__Set problem__
Resume the email thread on the blk-throttle token bucket patch, picking up right after its final line.

__Text section__
━━━━━━━━
Re: [PATCH v2] blk-throttle: simplify logic by token bucket algorithm

Hong zhi guo <honkiko@xxxxxxxxx> · Wed, 16 Oct 2013 14:09:40 +0800

Hi, Vivek,

Thanks for your careful review. I'll rename t_c to last_dispatch, it's
much better.

For the big burst issue, I've different opinion. Let's discuss it.

Any time a big IO means a big burst. Even if it's throttled at first
time, queued in
the service_queue, and then waited for a while, when it's delivered
out, it IS still
a big burst. So throttling the bio for another while makes no sense.

If a group has been idle for 5 minutes, then it owns the credit to
deliver a big IO
(within 300 * bps bytes). And the extra credit will be cut off after
the delivery.

Waiting for your comments.

Zhiguo

On Wed, Oct 16, 2013 at 1:32 AM, Vivek Goyal <vgoyal@xxxxxxxxxx> wrote:
> On Mon, Oct 14, 2013 at 05:09:17PM +0800, Hong Zhiguo wrote:
>
> [..]
>
> Hi Hong,
>
> Thanks for the token based throttling implementation. In general it looks
> good and it simplies the logic. Couple of comments/concerns below.
>
>> @@ -133,14 +135,13 @@ struct throtl_grp {
>>       /* IOPS limits */
>>       unsigned int iops[2];
>>
>> -     /* Number of bytes disptached in current slice */
>> -     uint64_t bytes_disp[2];
>> -     /* Number of bio's dispatched in current slice */
>> -     unsigned int io_disp[2];
>> +     /* Token for throttling by bps */
>> +     uint64_t bytes_token[2];
>> +     /* Token for throttling by iops */
>> +     unsigned int io_token[2];
>>
>> -     /* When did we start a new slice */
>> -     unsigned long slice_start[2];
>> -     unsigned long slice_end[2];
>> +     /* Time check-point */
>> +     unsigned long t_c[2];
>
> Can we rename this variable to say last_dispatch[2].
>
> [..]
>>
>> @@ -852,41 +708,26 @@ static bool tg_with_in_bps_limit(struct throtl_grp *tg, struct bio *bio,
>>                                unsigned long *wait)
━━━━━━━━
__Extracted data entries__
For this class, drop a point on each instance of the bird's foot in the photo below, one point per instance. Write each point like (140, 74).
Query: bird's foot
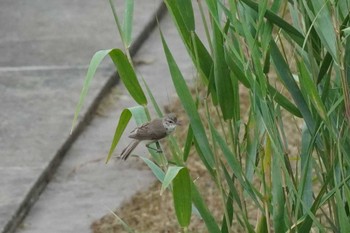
(155, 149)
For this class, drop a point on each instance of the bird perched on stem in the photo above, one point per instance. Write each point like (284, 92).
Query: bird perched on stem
(151, 132)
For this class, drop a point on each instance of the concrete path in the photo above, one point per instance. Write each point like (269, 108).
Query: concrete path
(44, 57)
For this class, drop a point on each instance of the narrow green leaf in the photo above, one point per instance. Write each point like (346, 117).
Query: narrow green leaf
(94, 63)
(347, 59)
(188, 143)
(323, 24)
(157, 171)
(182, 197)
(275, 19)
(233, 163)
(278, 200)
(186, 11)
(289, 82)
(169, 176)
(189, 106)
(207, 217)
(307, 83)
(222, 76)
(128, 21)
(128, 76)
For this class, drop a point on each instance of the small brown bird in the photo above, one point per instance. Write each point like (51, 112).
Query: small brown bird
(150, 132)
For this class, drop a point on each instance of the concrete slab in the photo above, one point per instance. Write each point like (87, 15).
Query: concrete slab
(45, 48)
(73, 200)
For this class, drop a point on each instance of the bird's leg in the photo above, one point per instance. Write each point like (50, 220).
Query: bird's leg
(155, 149)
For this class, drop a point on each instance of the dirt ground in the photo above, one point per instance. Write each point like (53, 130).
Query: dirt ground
(148, 211)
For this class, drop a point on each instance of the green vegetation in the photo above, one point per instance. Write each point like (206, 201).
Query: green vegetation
(293, 58)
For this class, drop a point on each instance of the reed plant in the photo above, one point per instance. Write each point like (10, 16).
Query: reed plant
(293, 58)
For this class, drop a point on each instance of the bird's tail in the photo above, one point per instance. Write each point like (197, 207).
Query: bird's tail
(130, 148)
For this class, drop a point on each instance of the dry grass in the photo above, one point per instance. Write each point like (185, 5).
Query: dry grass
(147, 211)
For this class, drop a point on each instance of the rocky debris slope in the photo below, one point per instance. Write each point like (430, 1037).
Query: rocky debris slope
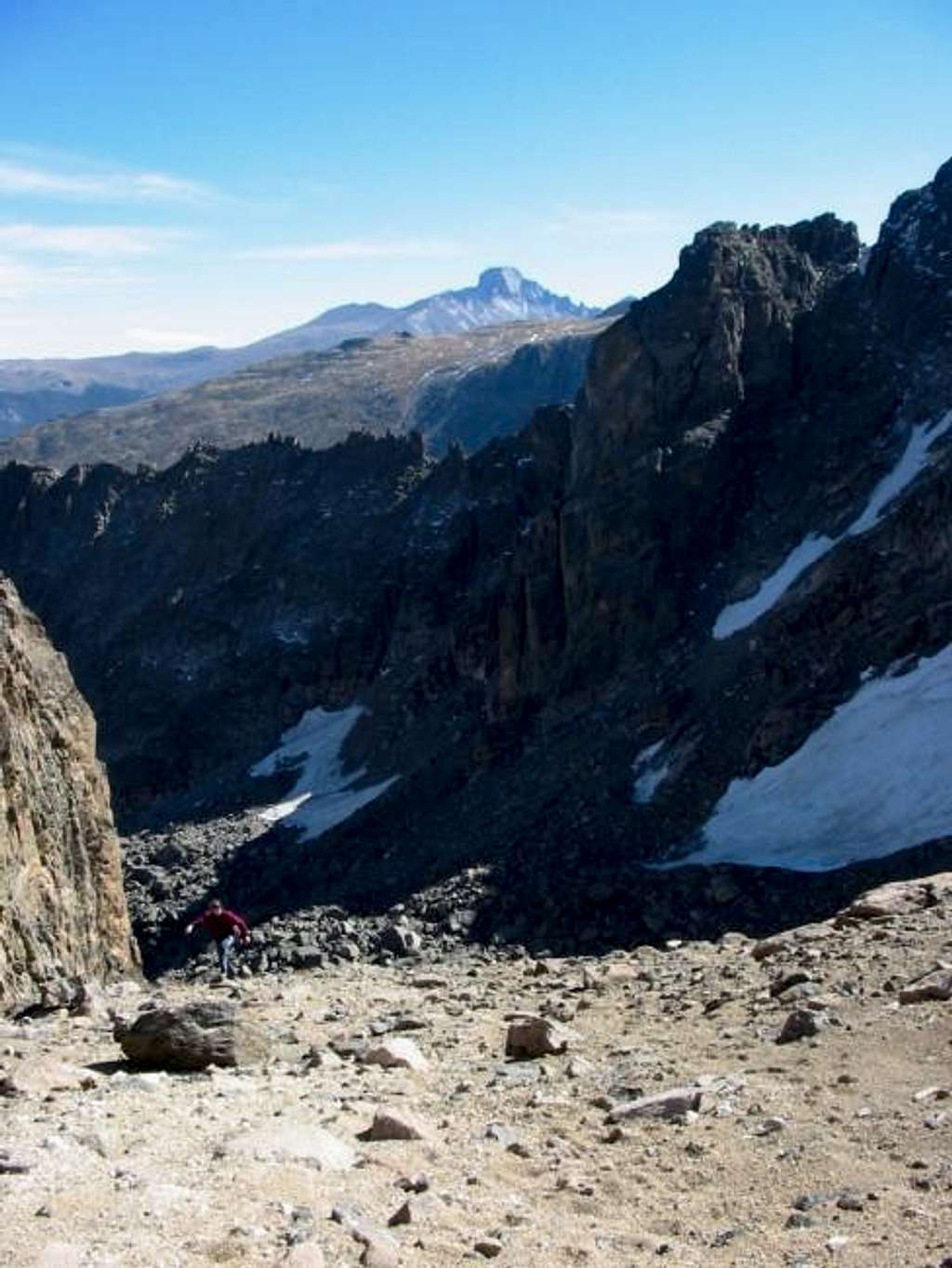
(61, 897)
(665, 1122)
(564, 654)
(466, 387)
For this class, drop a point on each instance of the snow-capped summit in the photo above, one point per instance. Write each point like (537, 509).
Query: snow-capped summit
(499, 296)
(505, 281)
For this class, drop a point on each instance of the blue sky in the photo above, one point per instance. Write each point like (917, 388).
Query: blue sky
(213, 171)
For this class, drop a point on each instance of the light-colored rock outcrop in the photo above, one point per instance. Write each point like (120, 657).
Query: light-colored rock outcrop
(62, 909)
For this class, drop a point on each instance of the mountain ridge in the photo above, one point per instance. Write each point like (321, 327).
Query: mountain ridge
(527, 638)
(149, 373)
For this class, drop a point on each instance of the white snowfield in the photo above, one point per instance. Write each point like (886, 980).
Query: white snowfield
(323, 795)
(874, 779)
(916, 456)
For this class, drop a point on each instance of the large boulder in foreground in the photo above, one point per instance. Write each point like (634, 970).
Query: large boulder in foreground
(192, 1037)
(62, 906)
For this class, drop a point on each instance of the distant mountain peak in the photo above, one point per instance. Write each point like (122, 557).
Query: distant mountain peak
(499, 281)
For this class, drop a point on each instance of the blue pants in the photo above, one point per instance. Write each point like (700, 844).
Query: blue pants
(226, 955)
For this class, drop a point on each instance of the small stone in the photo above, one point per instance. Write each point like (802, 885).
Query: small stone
(933, 985)
(673, 1103)
(414, 1183)
(304, 1254)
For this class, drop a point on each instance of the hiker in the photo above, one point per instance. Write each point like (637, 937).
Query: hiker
(223, 926)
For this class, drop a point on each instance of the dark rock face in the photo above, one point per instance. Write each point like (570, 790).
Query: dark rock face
(522, 623)
(61, 897)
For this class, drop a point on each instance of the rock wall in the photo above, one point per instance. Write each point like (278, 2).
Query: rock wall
(62, 908)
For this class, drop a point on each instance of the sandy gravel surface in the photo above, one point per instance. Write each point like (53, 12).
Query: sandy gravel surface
(830, 1149)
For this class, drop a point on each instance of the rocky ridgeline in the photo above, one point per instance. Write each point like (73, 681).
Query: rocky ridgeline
(740, 1102)
(62, 906)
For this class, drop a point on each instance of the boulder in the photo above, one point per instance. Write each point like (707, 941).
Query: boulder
(396, 1054)
(801, 1024)
(529, 1037)
(400, 940)
(898, 898)
(192, 1037)
(397, 1125)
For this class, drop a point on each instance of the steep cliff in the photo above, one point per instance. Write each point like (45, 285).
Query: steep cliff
(62, 909)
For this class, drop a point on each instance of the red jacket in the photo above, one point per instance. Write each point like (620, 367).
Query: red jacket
(222, 925)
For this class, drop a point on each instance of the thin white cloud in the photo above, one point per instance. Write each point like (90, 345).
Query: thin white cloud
(356, 249)
(616, 222)
(166, 340)
(89, 240)
(94, 184)
(20, 279)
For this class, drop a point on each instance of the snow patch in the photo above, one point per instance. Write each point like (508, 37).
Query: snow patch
(914, 459)
(324, 795)
(874, 779)
(651, 773)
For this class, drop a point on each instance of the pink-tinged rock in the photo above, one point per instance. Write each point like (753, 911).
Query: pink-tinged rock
(529, 1037)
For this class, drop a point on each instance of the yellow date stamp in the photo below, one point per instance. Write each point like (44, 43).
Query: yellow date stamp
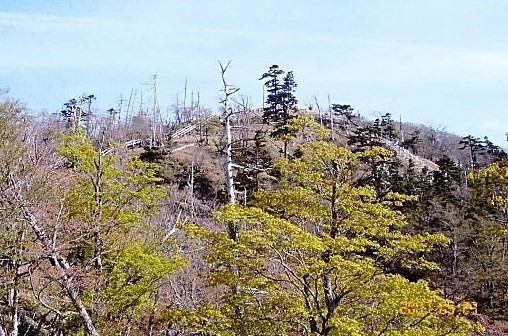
(422, 307)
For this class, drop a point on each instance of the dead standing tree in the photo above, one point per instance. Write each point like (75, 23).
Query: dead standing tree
(227, 112)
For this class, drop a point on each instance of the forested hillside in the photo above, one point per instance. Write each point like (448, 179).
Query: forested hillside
(280, 220)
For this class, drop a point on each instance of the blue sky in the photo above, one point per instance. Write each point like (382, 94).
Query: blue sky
(443, 63)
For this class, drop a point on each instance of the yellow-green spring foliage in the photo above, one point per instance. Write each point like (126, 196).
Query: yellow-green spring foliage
(311, 258)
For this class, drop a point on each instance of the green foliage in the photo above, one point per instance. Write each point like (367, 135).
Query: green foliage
(134, 272)
(310, 257)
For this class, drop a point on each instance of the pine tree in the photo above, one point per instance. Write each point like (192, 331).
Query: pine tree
(310, 257)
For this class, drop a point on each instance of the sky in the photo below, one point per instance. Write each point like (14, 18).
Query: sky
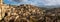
(33, 2)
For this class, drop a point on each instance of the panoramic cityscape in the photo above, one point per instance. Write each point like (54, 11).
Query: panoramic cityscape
(29, 10)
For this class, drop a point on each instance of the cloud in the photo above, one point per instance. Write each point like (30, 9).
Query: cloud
(34, 2)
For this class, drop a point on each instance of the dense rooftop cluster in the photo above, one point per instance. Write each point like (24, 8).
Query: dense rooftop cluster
(30, 13)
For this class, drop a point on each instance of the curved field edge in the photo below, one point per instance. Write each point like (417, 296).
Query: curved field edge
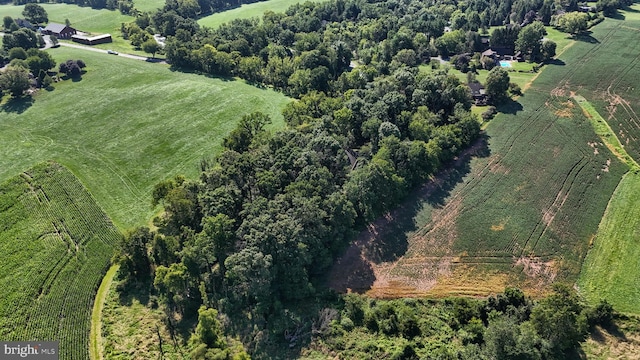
(96, 314)
(126, 126)
(133, 326)
(608, 136)
(610, 270)
(57, 244)
(520, 210)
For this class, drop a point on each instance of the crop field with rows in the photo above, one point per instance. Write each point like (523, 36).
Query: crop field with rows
(56, 244)
(523, 206)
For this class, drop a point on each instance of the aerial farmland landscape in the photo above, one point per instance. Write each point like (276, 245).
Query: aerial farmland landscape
(341, 179)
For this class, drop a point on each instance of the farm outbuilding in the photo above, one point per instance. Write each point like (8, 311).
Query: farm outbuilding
(92, 40)
(478, 93)
(25, 24)
(60, 31)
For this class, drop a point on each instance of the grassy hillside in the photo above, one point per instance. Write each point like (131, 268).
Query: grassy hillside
(247, 11)
(56, 244)
(127, 125)
(526, 204)
(148, 5)
(610, 271)
(82, 18)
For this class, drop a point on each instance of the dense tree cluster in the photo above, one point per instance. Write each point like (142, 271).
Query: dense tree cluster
(505, 326)
(266, 219)
(254, 235)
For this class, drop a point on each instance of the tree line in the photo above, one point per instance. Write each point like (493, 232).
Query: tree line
(255, 234)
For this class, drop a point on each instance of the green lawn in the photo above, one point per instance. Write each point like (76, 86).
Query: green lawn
(87, 20)
(247, 11)
(81, 18)
(127, 125)
(56, 244)
(610, 270)
(525, 208)
(148, 5)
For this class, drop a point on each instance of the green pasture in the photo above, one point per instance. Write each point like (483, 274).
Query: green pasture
(81, 18)
(247, 11)
(127, 125)
(86, 20)
(610, 270)
(148, 5)
(525, 207)
(56, 244)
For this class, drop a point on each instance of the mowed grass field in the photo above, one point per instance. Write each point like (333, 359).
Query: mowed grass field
(127, 125)
(148, 5)
(611, 269)
(87, 20)
(81, 18)
(56, 244)
(247, 11)
(526, 203)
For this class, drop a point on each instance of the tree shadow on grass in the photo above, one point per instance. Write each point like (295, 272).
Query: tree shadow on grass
(187, 70)
(387, 239)
(17, 105)
(556, 62)
(586, 37)
(140, 291)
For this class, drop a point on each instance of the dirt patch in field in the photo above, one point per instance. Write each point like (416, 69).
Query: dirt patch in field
(566, 110)
(536, 268)
(386, 259)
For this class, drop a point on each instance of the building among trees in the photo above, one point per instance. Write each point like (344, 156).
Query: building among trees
(92, 40)
(60, 31)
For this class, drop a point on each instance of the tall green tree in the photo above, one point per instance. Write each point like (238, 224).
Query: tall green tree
(497, 85)
(35, 13)
(529, 40)
(573, 22)
(249, 127)
(151, 46)
(15, 80)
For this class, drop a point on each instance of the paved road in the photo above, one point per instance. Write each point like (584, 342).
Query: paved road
(48, 43)
(129, 56)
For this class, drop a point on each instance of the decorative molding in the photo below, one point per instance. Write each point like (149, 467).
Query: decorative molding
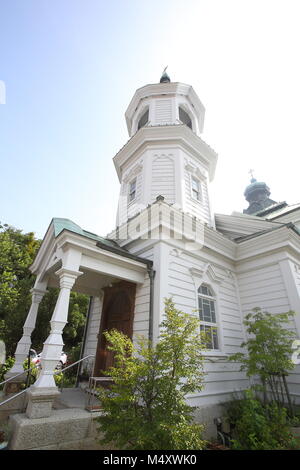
(208, 270)
(176, 252)
(195, 170)
(297, 268)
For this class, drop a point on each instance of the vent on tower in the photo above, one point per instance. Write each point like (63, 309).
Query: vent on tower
(144, 119)
(185, 118)
(163, 111)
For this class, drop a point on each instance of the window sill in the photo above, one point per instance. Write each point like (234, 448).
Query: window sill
(215, 354)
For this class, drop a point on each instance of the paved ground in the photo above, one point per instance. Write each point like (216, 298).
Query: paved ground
(73, 398)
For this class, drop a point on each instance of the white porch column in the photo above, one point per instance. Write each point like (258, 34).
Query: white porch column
(44, 390)
(29, 325)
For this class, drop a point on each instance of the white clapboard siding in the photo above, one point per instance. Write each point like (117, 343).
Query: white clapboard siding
(264, 287)
(163, 178)
(221, 378)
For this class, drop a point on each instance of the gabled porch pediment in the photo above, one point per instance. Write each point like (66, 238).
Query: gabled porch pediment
(100, 260)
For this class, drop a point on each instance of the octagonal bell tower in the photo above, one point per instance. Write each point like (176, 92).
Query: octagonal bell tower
(165, 155)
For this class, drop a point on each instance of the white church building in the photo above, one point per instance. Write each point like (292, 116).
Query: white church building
(168, 243)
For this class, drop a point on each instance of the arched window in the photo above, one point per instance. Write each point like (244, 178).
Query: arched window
(132, 191)
(196, 189)
(144, 119)
(185, 118)
(207, 315)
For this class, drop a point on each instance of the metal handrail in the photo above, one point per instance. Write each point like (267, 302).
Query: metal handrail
(28, 370)
(13, 397)
(18, 375)
(62, 371)
(73, 364)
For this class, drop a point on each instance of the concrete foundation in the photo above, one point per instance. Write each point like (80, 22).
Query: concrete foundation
(64, 429)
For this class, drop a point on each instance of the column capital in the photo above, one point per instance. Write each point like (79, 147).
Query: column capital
(67, 277)
(37, 294)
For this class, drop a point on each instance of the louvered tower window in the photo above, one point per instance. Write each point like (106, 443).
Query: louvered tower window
(207, 315)
(185, 118)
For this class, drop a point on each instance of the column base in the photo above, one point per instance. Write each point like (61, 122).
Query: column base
(14, 385)
(40, 402)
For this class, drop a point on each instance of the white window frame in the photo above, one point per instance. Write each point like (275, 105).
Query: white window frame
(210, 325)
(199, 192)
(130, 192)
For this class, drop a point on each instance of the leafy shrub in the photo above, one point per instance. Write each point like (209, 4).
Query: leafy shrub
(145, 408)
(259, 427)
(6, 367)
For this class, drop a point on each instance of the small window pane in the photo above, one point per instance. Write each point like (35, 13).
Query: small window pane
(132, 190)
(185, 118)
(144, 119)
(196, 189)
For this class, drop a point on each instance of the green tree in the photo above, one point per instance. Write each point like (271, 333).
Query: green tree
(145, 408)
(269, 352)
(17, 253)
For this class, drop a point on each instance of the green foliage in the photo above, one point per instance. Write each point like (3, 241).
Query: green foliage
(259, 427)
(269, 350)
(17, 253)
(6, 367)
(146, 407)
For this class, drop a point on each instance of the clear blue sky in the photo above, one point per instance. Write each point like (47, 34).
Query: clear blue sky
(71, 67)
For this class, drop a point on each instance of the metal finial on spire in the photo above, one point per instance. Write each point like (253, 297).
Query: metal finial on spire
(165, 77)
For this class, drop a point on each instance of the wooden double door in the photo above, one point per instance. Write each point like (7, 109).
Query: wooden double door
(117, 313)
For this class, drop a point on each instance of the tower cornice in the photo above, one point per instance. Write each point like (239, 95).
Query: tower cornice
(164, 90)
(167, 135)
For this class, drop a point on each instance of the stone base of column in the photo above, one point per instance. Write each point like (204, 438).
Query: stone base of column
(40, 402)
(14, 385)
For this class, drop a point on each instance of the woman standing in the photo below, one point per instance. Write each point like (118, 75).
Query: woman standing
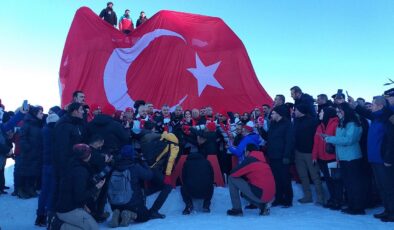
(348, 152)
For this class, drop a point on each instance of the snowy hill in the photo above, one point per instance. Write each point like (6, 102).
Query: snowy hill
(20, 214)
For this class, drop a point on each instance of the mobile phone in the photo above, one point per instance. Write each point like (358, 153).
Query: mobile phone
(25, 105)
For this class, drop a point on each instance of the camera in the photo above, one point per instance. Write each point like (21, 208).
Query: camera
(101, 175)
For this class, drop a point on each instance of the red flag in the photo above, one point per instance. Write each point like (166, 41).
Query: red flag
(173, 58)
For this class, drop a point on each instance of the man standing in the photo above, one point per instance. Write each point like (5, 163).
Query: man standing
(254, 179)
(126, 25)
(142, 18)
(109, 15)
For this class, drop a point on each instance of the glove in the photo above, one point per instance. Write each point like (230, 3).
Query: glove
(168, 180)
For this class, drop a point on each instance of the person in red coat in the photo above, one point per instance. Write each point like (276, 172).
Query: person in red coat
(327, 126)
(253, 177)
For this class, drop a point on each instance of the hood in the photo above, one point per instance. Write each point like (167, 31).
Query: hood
(258, 155)
(102, 120)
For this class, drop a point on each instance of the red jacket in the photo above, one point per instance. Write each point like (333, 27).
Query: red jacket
(319, 145)
(258, 174)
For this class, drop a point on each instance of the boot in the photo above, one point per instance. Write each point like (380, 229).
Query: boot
(305, 200)
(127, 216)
(114, 223)
(188, 209)
(264, 210)
(235, 212)
(41, 221)
(205, 206)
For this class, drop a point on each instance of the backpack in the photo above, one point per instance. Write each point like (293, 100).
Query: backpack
(119, 190)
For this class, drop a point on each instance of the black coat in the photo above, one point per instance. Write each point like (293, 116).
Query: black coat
(31, 145)
(305, 129)
(68, 132)
(109, 15)
(139, 172)
(115, 136)
(48, 135)
(280, 140)
(76, 187)
(197, 175)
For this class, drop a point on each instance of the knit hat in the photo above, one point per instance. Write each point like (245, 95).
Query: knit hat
(389, 93)
(249, 126)
(127, 151)
(55, 109)
(82, 151)
(282, 110)
(53, 117)
(211, 126)
(302, 108)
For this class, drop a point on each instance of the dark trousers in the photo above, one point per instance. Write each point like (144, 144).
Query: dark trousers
(45, 200)
(284, 190)
(188, 196)
(157, 184)
(354, 182)
(384, 177)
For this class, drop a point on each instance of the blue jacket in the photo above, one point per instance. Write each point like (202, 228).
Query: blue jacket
(239, 150)
(346, 141)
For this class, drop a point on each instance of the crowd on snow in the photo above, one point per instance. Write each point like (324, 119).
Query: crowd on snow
(82, 157)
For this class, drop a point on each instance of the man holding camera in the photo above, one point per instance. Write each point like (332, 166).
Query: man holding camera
(77, 188)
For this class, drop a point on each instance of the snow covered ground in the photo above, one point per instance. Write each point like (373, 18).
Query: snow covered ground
(20, 214)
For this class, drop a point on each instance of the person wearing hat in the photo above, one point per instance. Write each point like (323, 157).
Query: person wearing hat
(249, 137)
(31, 151)
(280, 147)
(108, 14)
(76, 189)
(135, 209)
(45, 201)
(304, 129)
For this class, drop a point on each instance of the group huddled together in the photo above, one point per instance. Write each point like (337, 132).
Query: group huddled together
(83, 157)
(125, 23)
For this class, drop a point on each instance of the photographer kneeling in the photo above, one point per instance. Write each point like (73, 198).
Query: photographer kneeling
━━━━━━━━
__Result for this task__
>>  {
>>       bool rw = bio_data_dir(bio);
>> -     u64 bytes_allowed, extra_bytes, tmp;
>> -     unsigned long jiffy_elapsed, jiffy_wait, jiffy_elapsed_rnd;
>> -
>> -     jiffy_elapsed = jiffy_elapsed_rnd = jiffies - tg->slice_start[rw];
>> -
>> -     /* Slice has just started. Consider one slice interval */
>> -     if (!jiffy_elapsed)
>> -             jiffy_elapsed_rnd = throtl_slice;
>> -
>> -     jiffy_elapsed_rnd = roundup(jiffy_elapsed_rnd, throtl_slice);
>> +     u64 extra_bytes, token;
>> +     unsigned long jiffy_wait;
>>
>> -     tmp = tg->bps[rw] * jiffy_elapsed_rnd;
>> -     do_div(tmp, HZ);
>> -     bytes_allowed = tmp;
>> +     token = (u64)tg->bps[rw] * (jiffies - tg->t_c[rw]);
>
> So here we seem to be calculating how many tokens a group is eligible
> for. This is done based on since last time check. And last time check
> was updated in last dispatch from the group.
>
> What happens if no IO happens in a group for some time, say for 5 minutes,
> and then one big IO comes in. IIUC, we will allow a big burst of IO for
> the first IO (tokens worth of full 5 minutes will be given to this group).
> I think we should have a mechanism where we don't allow too big a burst
> for the first IO. (Possibly limit the burst to THROTL_BURST_IO and
> THROTL_BURST_BYTES until and unless a bigger IO is already queued and
> we are waiting for it).
>
> In previous time slice logic, I took care of it by extend time slice
> by 100ms and if no IO happens in the group for 100ms, time slice will
> expire and next IO will get at max of 100ms of worth of credit (equivalent
> of burst limits).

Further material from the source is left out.